Written tasks
1/ Please restate the fighter tattoo thread starting at "## swpthleg" and ending after "is badass, IMO.", swapping "GSP" for "Georges St-Pierre" throughout.
2/ Pick up the fighter tattoo thread after its final line and keep it going.

When Babalu was with the UFC, I liked his a lot but since he's not in the UFC anymore I'd go with Thiago Silva.









For some reason I've never been a big fan of Tribal tattoos. Like I don't mind Babalu's and Huerta's tribal but overall it's not a style I like at all.


----------



## mratch19

MagiK11 said:


> When Babalu was with the UFC, I liked his a lot but since he's not in the UFC anymore I'd go with Thiago Silva.
> 
> 
> For some reason I've never been a big fan of Tribal tattoos. Like I don't mind Babalu's and Huerta's tribal but overall it's not a style I like at all.


to be honest i agree, tribal is not something i like on most people and its not something id ever get but some people can pull it off nicely. i totally agree with babalu!


----------



## swpthleg

Huerta. It's the best twist on a tribal I've ever seen.

I've always liked GSP and Fitch's kanji, and not just because they're on GSP and Fitch. 

Chuck's head tat is badass, IMO.


----------



## geoff0011

Gotta go with Huerta. I've always been a fan of it...or maybe it's just him. :sarcastic12:


----------



## Sekou

maybe?


----------



## AK-Bronco

I would have to go with Chris Leben


----------



## PheelGoodInc

Sekou said:


> maybe?

Entries supplied

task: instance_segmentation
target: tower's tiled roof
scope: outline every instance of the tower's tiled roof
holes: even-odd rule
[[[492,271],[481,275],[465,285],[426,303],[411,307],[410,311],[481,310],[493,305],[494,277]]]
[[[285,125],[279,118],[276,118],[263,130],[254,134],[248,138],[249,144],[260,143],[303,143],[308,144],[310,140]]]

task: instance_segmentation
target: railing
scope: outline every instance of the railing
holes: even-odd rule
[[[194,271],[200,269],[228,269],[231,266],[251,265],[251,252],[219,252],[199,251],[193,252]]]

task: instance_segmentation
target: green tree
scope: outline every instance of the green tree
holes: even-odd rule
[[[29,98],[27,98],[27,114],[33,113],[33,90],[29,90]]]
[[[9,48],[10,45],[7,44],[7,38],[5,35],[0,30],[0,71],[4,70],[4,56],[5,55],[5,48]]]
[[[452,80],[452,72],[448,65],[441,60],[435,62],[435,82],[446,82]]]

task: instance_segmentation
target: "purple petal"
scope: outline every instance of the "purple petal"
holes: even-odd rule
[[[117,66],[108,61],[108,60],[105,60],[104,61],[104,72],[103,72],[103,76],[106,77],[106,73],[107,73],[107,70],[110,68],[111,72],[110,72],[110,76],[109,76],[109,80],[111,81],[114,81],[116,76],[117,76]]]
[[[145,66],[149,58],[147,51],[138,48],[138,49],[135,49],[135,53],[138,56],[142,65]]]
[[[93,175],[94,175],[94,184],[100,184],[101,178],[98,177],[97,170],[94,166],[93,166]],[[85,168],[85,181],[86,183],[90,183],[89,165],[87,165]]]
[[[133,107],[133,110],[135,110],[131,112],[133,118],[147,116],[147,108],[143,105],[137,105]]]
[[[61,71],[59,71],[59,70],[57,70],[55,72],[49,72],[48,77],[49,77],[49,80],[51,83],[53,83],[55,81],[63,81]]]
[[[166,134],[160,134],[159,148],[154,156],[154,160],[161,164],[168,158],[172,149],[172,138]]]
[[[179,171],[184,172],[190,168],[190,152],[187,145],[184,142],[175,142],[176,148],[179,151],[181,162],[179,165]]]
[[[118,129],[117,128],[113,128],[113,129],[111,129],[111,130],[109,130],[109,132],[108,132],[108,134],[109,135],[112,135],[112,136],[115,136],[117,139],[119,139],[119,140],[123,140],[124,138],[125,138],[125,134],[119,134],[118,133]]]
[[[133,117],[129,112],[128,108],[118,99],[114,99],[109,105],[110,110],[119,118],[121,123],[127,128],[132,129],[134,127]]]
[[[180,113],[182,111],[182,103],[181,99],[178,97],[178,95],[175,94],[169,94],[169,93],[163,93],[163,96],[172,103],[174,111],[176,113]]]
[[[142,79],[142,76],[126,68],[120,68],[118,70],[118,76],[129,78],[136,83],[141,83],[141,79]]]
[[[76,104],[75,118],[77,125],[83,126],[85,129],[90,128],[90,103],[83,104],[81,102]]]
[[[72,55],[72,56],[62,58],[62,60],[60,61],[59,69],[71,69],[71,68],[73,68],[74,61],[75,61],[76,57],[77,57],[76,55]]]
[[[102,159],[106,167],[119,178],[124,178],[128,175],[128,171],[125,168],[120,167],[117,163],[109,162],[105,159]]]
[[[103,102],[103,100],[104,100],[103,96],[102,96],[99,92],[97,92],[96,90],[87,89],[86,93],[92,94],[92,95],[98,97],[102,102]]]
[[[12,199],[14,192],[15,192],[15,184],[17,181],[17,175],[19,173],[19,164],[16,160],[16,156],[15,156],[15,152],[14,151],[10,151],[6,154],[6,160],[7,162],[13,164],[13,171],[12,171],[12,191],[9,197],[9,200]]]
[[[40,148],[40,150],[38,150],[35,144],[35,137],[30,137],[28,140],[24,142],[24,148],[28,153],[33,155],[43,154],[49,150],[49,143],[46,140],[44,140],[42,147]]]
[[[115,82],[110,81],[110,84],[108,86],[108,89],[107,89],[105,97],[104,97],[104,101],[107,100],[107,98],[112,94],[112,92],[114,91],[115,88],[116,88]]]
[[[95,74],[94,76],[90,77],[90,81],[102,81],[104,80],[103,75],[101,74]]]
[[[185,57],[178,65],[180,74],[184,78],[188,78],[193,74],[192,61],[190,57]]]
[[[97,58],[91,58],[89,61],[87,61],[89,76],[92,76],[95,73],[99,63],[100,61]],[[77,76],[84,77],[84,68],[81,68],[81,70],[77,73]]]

Answers
1/
## swpthleg

Huerta. It's the best twist on a tribal I've ever seen.

I've always liked Georges St-Pierre and Fitch's kanji, and not just because they're on Georges St-Pierre and Fitch. 

Chuck's head tat is badass, IMO.

2/
I hope he loses every time because of that tattoo.


----------



## D.P.

Gotta go with Sakara.


----------



## kay_o_ken

alan belchers butthead tattoo is definitely the best


----------



## steveo412

Couldnt find a pic but krzysztof soszynski has some a wicked gargoyle on his back, I think he only had it for his last fight and it didnt look quite finished


----------



## PheelGoodInc

I know I'm not in the UFC, but I just got my first tattoo last month... it says the quote in my signature.


----------



## NZL

Brandon Vera man! He looks like some bad ass who has travelled time 2000 years into the future to kick ass.


----------



## narcotix

Belcher's johny cash's tat is so brutal, it looks like he gained like 50 lbs...

Id like to see Lebens back piece, it was looking pretty sweet the last time he was in the ring.


----------



## shatterproof

Jason Macdonald has a wicked tradiational sleeve.

Sakara also has some work that looks real nice from a distance. Hard to judge without seeing it upclose but the artists followed his lines well which is as important as the art.


----------



## elardo

kay_o_ken said:


> alan belchers butthead tattoo is definitely the best


Thread closer.


----------



## Soldier16

huertas is awesome!

but i also like the one frank mirs back ... the outlines look pretty well so far!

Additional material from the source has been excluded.